EXERCISES TO COMPLETE>
- 1) Answer these from the rate limiting document:
(a) What status does it give?
(b) How many emails per second does AWS SES allow in production?
(c) What kind of rate limiting is the existing RateLimitingFilter designed for?
- 2) Please reproduce the rate limiting document's text between "0016. Notification Service" and "by account tier)", inclusive.

SOURCE>
_ _ _ _ _ _ _
0016. Notification Service Rate Limiting Strategy
Status: Accepted
Date: 2026-01-23
Context: Outbound rate limiting for SES, Twilio, and future providers so limits are respected and critical messages are not starved.
Context
The Notification Service sends notifications to external providers (AWS SES, Twilio, etc.), each with different API rate limits and constraints:
- AWS SES: 1 email/sec (sandbox), 14 emails/sec (production), burst limits
- Twilio SMS: Account-specific limits (varies by account tier)
- Future Providers: Each will have their own constraints
The existing libs/security rate limiting framework (RateLimitingFilter) is designed for
incoming HTTP request rate limiting (per-user, per-service, per-IP).
This is fundamentally different from what the notification service needs:
outgoing notification rate limiting to external providers with provider-specific constraints.
_ _ _ _ _ _ _
STORED DATA>

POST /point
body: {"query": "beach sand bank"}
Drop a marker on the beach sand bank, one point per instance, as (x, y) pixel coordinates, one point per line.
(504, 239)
_ _ _ _ _ _ _
EXERCISE RESPONSES>
- 1)
(a) Accepted
(b) 14 emails/sec
(c) Incoming HTTP request rate limiting (per-user, per-service, per-IP)

- 2)
0016. Notification Service Rate Limiting Strategy
Status: Accepted
Date: 2026-01-23
Context: Outbound rate limiting for SES, Twilio, and future providers so limits are respected and critical messages are not starved.
Context
The Notification Service sends notifications to external providers (AWS SES, Twilio, etc.), each with different API rate limits and constraints:
- AWS SES: 1 email/sec (sandbox), 14 emails/sec (production), burst limits
- Twilio SMS: Account-specific limits (varies by account tier)